** PROMPT A **
Answer these questions from the hepatitis C article:
(i) How many Californians does hepatitis C affect?
(ii) In what year did Medi-Cal expand coverage for hepatitis C cures?
(iii) What is the fewest number of weeks in which some regimens can be completed?
** PROMPT B **
Reproduce word for word the part of the hepatitis C article from "Innovative medicine can" up to and including "cures in 2015.".
═══ EXTRACTED TEXT
Good intentions are having unintended consequences for hepatitis C patients in California.
Hepatitis C, an infectious disease that affects 629,000 Californians, damages the liver over time through inflammation and scarring. If left untreated, it can lead to liver cancer or cirrhosis.
Innovative medicine can now cure the disease, benefitting both individual patients and public health. In fact, California was one of the first states to embrace curative treatments for Medicaid beneficiaries. The state’s Medi-Cal program expanded coverage for hepatitis C cures in 2015.
But program logistics have created an unforeseen treatment barrier. Medi-Cal pays its managed care organizations a weekly, per-patient amount to cover the cost of curative treatment. The problem? Different hepatitis C cures require different treatment periods. Some regimens can be completed in as few as eight weeks, while others take 12.
In other words, Medi-Cal’s payment structure unintentionally incentivizes managed care organizations to opt for the longer regimen. More weeks of treatment equal more weeks’ worth of payment.
The issue of longer treatments being more lucrative has at least two unintended consequences.
First, it drives up costs. Some patients on the 12-week regimen could likely be treated more quickly and at less expense to taxpayers.
══════
═══ RECORD EXCERPTS
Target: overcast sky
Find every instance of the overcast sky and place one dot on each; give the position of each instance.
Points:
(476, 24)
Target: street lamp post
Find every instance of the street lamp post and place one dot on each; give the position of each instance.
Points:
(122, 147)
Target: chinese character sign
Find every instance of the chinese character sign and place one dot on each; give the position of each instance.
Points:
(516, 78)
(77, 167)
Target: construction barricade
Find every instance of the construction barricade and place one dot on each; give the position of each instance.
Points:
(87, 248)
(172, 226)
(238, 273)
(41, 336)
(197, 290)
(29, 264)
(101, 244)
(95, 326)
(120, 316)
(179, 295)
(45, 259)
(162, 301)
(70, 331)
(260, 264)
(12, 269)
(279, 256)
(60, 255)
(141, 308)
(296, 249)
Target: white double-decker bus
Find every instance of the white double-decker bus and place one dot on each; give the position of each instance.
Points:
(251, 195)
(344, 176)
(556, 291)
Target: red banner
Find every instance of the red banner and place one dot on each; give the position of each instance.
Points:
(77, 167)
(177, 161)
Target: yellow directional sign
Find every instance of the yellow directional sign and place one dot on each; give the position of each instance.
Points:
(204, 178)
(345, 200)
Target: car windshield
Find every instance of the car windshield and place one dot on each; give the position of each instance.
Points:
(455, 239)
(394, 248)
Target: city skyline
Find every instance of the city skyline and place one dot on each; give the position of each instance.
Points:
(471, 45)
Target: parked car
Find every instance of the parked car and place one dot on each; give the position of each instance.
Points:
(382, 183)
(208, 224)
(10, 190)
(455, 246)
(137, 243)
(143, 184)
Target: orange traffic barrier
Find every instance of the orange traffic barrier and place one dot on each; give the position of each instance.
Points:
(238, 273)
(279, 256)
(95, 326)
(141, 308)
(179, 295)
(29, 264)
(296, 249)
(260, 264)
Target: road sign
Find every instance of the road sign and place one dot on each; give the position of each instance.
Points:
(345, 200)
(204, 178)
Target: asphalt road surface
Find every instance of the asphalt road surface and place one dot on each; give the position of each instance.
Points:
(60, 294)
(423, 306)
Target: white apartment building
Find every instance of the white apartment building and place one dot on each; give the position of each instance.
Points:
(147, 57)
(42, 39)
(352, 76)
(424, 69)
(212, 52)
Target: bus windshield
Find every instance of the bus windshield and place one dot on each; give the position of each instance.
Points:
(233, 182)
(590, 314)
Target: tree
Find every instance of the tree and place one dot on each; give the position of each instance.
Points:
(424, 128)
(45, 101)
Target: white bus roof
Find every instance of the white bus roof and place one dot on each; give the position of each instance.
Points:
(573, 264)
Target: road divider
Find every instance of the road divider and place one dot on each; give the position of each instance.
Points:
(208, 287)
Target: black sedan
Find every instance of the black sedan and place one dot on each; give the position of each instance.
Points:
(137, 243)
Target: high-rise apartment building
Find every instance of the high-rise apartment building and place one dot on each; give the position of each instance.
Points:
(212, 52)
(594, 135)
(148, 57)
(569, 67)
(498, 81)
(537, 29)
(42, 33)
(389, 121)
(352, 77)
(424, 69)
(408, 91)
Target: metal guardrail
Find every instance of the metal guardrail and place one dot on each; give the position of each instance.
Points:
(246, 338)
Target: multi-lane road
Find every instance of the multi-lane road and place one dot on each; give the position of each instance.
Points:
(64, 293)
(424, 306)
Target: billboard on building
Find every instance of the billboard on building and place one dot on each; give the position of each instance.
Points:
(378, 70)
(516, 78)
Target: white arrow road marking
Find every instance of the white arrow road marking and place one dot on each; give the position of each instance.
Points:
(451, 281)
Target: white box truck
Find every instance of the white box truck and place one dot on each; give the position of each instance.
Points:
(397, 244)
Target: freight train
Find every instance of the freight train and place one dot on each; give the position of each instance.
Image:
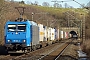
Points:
(28, 35)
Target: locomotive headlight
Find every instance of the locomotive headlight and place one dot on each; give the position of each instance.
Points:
(24, 40)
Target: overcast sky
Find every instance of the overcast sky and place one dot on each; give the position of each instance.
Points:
(71, 3)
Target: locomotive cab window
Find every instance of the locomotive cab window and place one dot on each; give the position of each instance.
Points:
(11, 28)
(18, 28)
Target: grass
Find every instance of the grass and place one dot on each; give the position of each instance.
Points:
(86, 47)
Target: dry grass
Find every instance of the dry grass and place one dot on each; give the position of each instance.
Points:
(86, 47)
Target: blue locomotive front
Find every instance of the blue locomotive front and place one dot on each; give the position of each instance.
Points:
(18, 35)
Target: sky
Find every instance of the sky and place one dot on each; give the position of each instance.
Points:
(70, 3)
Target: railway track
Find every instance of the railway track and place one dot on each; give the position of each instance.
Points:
(49, 52)
(55, 55)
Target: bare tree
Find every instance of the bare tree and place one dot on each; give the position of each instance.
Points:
(46, 4)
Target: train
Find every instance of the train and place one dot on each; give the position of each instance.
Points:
(25, 35)
(28, 35)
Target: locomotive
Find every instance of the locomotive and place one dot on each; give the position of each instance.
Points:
(21, 35)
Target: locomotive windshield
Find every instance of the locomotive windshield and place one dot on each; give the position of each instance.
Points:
(18, 28)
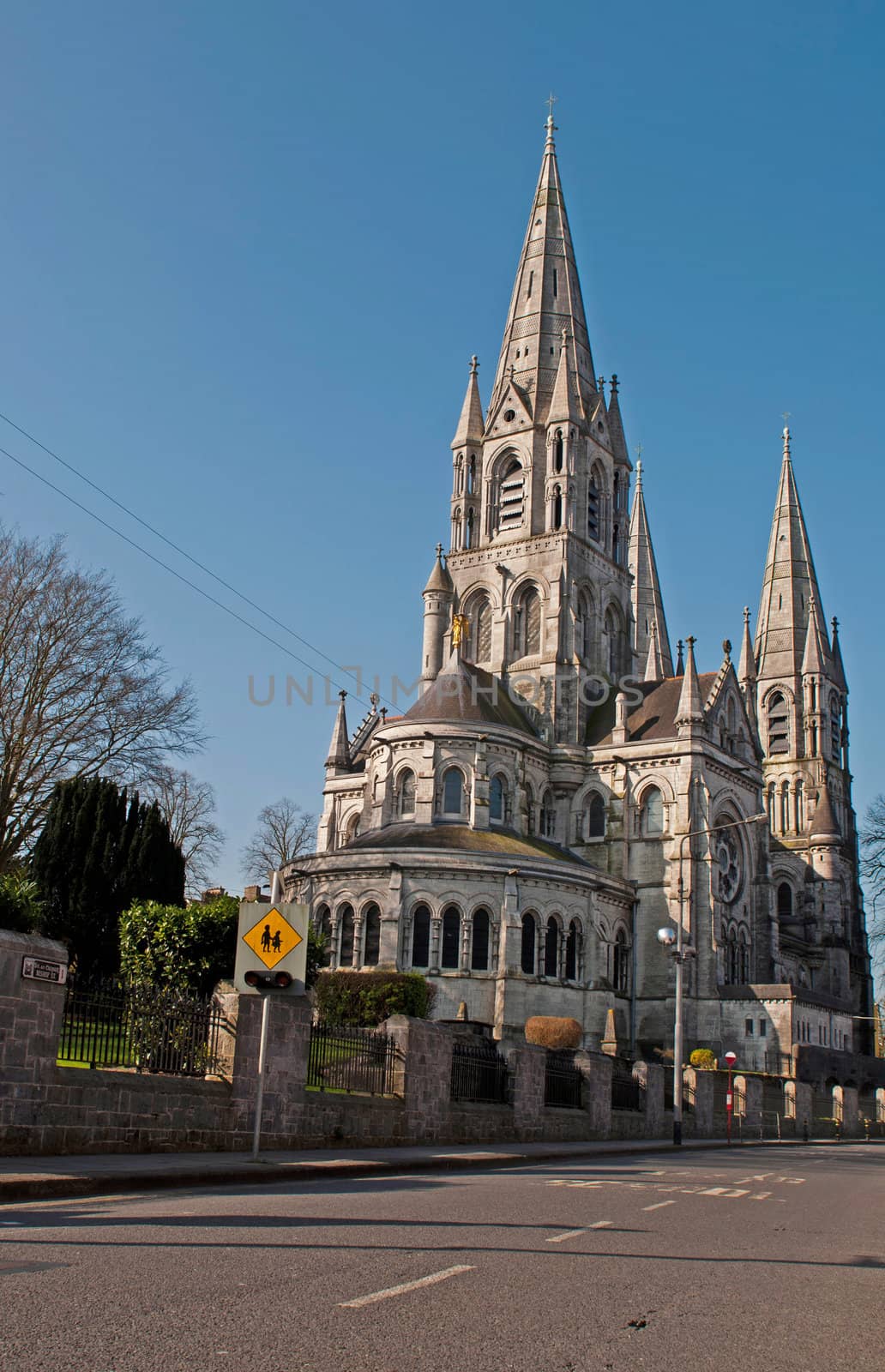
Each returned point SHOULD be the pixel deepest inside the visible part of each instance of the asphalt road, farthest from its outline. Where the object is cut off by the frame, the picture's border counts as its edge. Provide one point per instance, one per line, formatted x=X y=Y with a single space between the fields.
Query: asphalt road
x=759 y=1259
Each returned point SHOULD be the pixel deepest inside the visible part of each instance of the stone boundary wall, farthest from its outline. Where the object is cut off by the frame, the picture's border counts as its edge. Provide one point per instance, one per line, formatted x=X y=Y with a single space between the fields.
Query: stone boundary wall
x=45 y=1109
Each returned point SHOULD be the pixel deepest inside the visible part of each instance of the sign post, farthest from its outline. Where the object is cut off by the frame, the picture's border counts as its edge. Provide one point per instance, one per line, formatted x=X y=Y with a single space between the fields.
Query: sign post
x=731 y=1061
x=274 y=937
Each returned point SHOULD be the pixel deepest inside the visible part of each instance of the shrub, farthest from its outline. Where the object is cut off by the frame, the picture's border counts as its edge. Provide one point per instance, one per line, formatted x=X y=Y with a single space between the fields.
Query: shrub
x=185 y=947
x=367 y=998
x=552 y=1032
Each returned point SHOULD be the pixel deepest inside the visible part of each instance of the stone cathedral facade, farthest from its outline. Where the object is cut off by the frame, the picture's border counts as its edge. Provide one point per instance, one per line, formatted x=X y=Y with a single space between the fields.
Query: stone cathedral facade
x=563 y=788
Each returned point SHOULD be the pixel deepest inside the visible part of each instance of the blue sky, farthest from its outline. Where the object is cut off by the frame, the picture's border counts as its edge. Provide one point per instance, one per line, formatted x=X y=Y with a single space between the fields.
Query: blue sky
x=249 y=251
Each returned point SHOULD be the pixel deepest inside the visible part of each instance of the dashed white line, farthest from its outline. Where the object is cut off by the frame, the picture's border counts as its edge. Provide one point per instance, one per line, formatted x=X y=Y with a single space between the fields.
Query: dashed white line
x=406 y=1286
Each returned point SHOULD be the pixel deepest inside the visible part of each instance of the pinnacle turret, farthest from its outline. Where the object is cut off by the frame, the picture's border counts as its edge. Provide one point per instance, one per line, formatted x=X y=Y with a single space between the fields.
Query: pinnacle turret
x=648 y=603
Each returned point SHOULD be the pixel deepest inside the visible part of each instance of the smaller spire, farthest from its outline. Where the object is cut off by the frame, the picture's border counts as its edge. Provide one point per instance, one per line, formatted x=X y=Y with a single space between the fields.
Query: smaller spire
x=814 y=655
x=690 y=710
x=653 y=665
x=839 y=667
x=471 y=424
x=441 y=576
x=747 y=665
x=340 y=748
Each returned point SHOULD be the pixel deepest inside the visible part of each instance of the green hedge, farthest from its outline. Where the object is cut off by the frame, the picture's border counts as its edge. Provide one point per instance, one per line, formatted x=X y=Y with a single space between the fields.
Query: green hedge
x=367 y=998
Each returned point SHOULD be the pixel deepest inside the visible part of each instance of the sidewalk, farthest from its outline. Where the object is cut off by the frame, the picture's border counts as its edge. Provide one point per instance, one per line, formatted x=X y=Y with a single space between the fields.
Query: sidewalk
x=39 y=1179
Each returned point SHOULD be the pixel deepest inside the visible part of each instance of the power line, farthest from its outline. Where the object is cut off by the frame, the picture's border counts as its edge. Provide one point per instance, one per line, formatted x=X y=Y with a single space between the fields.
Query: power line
x=171 y=569
x=176 y=548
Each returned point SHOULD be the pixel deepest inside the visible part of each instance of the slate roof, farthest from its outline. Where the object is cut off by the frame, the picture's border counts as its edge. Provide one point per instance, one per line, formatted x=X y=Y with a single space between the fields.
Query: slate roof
x=463 y=839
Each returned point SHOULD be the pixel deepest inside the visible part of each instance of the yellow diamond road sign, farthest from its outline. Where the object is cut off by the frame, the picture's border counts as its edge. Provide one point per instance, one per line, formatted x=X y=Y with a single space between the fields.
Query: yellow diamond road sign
x=272 y=939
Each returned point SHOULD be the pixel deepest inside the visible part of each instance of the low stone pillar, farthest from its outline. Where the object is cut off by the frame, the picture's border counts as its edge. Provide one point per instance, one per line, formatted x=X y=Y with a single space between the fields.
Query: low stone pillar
x=286 y=1067
x=651 y=1077
x=851 y=1113
x=423 y=1076
x=597 y=1072
x=528 y=1067
x=699 y=1088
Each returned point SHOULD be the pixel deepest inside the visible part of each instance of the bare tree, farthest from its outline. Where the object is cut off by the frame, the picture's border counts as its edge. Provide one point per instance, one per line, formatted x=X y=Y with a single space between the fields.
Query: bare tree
x=81 y=690
x=189 y=807
x=285 y=830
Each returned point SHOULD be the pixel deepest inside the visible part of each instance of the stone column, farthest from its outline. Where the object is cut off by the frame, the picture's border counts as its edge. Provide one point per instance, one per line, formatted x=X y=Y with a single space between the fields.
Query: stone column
x=423 y=1076
x=528 y=1065
x=597 y=1072
x=651 y=1077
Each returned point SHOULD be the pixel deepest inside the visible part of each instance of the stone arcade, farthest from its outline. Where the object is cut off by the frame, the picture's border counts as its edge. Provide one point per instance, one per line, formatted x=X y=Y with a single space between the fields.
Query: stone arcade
x=518 y=834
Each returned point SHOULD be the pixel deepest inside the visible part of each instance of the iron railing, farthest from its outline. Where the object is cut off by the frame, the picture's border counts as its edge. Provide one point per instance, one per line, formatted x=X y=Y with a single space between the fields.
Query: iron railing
x=479 y=1074
x=118 y=1024
x=562 y=1081
x=626 y=1092
x=353 y=1060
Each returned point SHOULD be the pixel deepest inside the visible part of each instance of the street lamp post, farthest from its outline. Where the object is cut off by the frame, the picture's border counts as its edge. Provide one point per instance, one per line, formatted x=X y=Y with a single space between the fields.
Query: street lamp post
x=681 y=954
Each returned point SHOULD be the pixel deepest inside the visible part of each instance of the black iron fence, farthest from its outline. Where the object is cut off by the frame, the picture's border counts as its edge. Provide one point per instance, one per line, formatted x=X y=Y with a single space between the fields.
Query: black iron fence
x=562 y=1081
x=353 y=1060
x=118 y=1024
x=626 y=1091
x=479 y=1074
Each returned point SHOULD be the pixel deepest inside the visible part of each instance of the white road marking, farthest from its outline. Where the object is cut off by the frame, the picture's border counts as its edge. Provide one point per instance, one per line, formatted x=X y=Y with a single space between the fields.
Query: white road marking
x=406 y=1286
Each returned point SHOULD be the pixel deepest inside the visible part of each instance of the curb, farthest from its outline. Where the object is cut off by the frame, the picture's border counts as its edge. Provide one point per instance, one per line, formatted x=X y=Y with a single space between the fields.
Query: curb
x=36 y=1187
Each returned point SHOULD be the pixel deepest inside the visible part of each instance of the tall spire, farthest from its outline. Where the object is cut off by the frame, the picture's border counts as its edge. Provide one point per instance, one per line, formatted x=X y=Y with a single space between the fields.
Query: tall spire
x=546 y=299
x=648 y=603
x=471 y=424
x=690 y=710
x=789 y=582
x=340 y=748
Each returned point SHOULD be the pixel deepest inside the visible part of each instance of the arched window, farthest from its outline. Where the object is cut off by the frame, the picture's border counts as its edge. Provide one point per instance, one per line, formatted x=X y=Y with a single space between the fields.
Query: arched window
x=530 y=946
x=615 y=641
x=422 y=937
x=548 y=815
x=585 y=628
x=621 y=965
x=322 y=924
x=405 y=793
x=479 y=943
x=453 y=792
x=512 y=497
x=498 y=800
x=596 y=815
x=449 y=955
x=571 y=951
x=479 y=640
x=552 y=948
x=346 y=936
x=527 y=623
x=372 y=936
x=779 y=725
x=836 y=729
x=652 y=811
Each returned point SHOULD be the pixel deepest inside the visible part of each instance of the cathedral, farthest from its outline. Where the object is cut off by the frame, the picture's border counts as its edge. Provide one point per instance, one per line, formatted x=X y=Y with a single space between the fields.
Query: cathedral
x=564 y=788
══════
** ANSWER SPACE A **
(i) 629,000
(ii) 2015
(iii) Eight weeks

** ANSWER SPACE B **
Innovative medicine can now cure the disease, benefitting both individual patients and public health. In fact, California was one of the first states to embrace curative treatments for Medicaid beneficiaries. The state’s Medi-Cal program expanded coverage for hepatitis C cures in 2015.